◆ **YOUR GOAL**
Lines in the listing below that include the word "jersey" need to be copied.

◆ **STORED DATA**
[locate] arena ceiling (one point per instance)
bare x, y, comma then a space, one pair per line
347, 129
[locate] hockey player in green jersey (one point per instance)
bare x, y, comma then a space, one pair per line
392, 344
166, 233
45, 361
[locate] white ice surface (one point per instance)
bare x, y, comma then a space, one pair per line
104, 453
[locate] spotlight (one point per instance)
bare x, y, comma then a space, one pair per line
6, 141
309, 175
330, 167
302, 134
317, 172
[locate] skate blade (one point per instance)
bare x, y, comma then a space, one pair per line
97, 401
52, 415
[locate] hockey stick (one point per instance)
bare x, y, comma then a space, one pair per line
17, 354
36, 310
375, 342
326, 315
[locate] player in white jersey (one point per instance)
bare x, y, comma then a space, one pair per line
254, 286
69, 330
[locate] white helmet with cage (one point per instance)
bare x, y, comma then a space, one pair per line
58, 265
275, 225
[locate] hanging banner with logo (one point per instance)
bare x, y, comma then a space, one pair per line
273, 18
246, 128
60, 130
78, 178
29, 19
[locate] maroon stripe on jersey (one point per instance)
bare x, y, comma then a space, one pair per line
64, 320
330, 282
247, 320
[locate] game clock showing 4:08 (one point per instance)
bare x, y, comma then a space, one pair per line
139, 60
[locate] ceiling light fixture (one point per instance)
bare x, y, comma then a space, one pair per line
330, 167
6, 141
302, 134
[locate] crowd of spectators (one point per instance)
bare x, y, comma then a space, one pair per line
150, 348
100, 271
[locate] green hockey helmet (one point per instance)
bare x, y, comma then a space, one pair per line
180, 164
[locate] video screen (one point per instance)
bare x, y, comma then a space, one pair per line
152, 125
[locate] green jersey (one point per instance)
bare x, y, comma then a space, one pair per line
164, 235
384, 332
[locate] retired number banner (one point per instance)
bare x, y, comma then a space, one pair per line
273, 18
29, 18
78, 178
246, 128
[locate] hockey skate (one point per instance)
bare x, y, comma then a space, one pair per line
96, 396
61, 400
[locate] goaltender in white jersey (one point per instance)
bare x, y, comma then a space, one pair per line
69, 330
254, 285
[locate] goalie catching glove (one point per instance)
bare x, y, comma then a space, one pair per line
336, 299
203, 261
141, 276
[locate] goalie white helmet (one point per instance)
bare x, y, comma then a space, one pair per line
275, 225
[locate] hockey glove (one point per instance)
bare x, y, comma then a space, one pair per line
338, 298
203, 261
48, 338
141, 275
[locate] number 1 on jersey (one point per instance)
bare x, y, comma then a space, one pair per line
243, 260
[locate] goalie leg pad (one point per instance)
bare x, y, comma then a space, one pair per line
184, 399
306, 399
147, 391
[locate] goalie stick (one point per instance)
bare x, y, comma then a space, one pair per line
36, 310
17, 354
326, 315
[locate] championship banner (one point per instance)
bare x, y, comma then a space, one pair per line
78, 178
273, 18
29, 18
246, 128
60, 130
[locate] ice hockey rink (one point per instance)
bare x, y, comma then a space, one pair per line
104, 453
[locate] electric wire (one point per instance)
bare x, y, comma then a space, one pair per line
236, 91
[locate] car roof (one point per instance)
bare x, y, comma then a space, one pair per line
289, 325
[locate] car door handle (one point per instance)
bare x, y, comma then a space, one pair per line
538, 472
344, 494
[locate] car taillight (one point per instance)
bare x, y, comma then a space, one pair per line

◆ **ANSWER BELOW**
[locate] hockey player in green jersey (one point per instance)
[locate] player in white jersey (one point per instance)
[locate] maroon stripe on jersey (one point per instance)
[locate] green jersey (one point per instance)
[locate] goaltender in white jersey (one point per instance)
[locate] number 1 on jersey (one point per instance)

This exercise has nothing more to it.